The point here is, I guess, that the first instinct that people reveal when something like this happens tells you a lot about them, and Jeevan’s instinct to rush on stage in spite of his girlfriend’s embarrassment and his willingness to look after Kirsten shows a man who, underneath the surface of someone suffering from a panic disorder, is kind and caring. But the other thing that comes to the surface sooner rather than later is how quickly a pandemic draws the line between people – Jeevan and Kirsten come across a car that has crashed against a tree, and a sick man inside, and Jeevan immediately knows that this man cannot be helped, that any instinct to help him would condemn them both to death. There is an inside, and on outside, as soon as Jeevan comes to accept his sister’s warning as true, and it hints at the world that is coming beyond the veil. 

The episode ends with Kirsten and Jeevan’s arrival at his brother’s luxurious apartment, with Jeevan trying to convince Frank of what is happening but then having the story told by a plane crashing right in front of their window – and then they close the door, and after 80 days, only Kirsten and Jeevan come outside into this new world ready for a journey through this persistent deep winter. 

And years later, in the future that has emerged, Kirsten (Mackenzie Davis now) is at a beach, leafing through Station Eleven – the graphic novel that Arthur’s ex finished, that was given to her as a child – and she is reminded of the theatre rehearsals, the circle closing. This Kirsten has spent most of her life in the after, but she has become an actress. 

Random notes: 

Another great moment of quiet characterisation, when Kirsten asks Jeevan about his girlfriend, and whether he thinks they will get married, and he says he thinks so – except anyone in the audience of the show would immediately think “no way”, if only because she made the decision to leave him behind. Pandemic or not, she wasn’t going to marry Jeevan. 

I like that Jeevan is our hero in this episode, the brother that Siya more or less describes as useless, who stumbles over an answer to Kirsten’s simple questions about his profession, who sounds so yearning when she tells him that all she wants to do is act. Jeevan is lost in the presence, but he does spring to a surprising resourcefulness once things begin to crumble.

● **DATA PROVIDED**:
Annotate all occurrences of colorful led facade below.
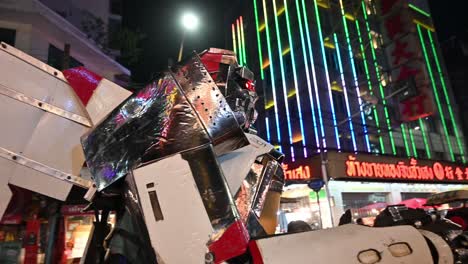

● **WORK INSTRUCTIONS**:
**a)** According to the episode review, which actress plays Kirsten in the later years?
**b)** Repeat the episode review's wording between "And years later, in" and "become an actress.", inclusive.
**c)** Translate this sentence from the episode review into Spanish: "Pandemic or not, she wasn’t going to marry Jeevan."

● **LIST OF ANSWERS**:
**a)** Mackenzie Davis

**b)**
And years later, in the future that has emerged, Kirsten (Mackenzie Davis now) is at a beach, leafing through Station Eleven – the graphic novel that Arthur’s ex finished, that was given to her as a child – and she is reminded of the theatre rehearsals, the circle closing. This Kirsten has spent most of her life in the after, but she has become an actress.

**c)** Con o sin pandemia, ella no iba a casarse con Jeevan.